■ **Work to do**:
Report how many lines in the records below contain the word "field". Give only the number.
_ _ _
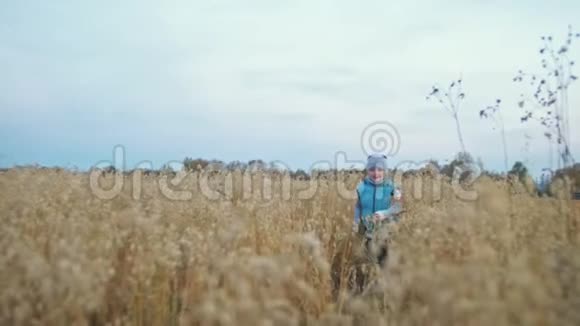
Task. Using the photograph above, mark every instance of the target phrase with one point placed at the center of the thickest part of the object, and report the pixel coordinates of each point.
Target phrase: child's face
(376, 174)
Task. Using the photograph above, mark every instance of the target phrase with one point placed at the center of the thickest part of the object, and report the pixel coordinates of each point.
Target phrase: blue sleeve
(357, 210)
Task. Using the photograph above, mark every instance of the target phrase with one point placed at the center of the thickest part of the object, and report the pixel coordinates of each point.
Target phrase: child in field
(379, 202)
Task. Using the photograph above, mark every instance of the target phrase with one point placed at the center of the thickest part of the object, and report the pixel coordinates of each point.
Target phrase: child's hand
(378, 217)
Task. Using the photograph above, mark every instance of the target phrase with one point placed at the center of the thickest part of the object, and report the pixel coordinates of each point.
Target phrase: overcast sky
(295, 81)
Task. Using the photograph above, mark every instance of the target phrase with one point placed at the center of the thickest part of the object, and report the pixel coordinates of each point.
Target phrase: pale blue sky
(294, 81)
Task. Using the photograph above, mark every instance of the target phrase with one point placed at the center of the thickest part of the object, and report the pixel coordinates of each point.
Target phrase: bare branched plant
(548, 103)
(451, 100)
(493, 113)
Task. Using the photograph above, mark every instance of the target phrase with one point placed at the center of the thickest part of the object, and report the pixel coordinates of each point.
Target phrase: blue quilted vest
(374, 197)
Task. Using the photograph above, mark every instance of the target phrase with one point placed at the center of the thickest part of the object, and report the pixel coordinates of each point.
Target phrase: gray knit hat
(377, 161)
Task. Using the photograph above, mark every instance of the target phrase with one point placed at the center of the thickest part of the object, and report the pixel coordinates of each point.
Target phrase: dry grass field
(141, 258)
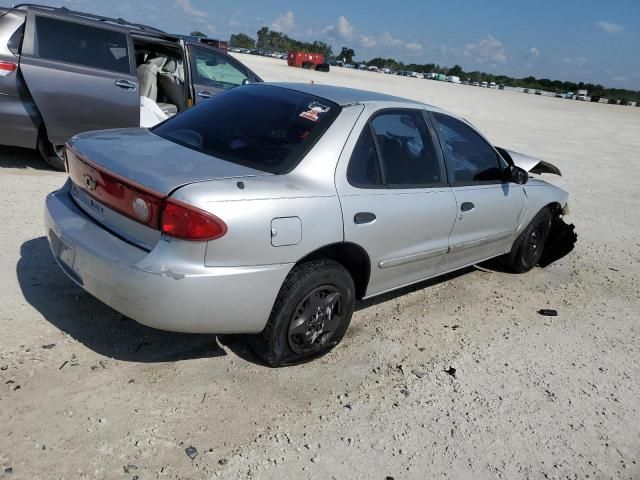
_ _ _
■ **The reply**:
2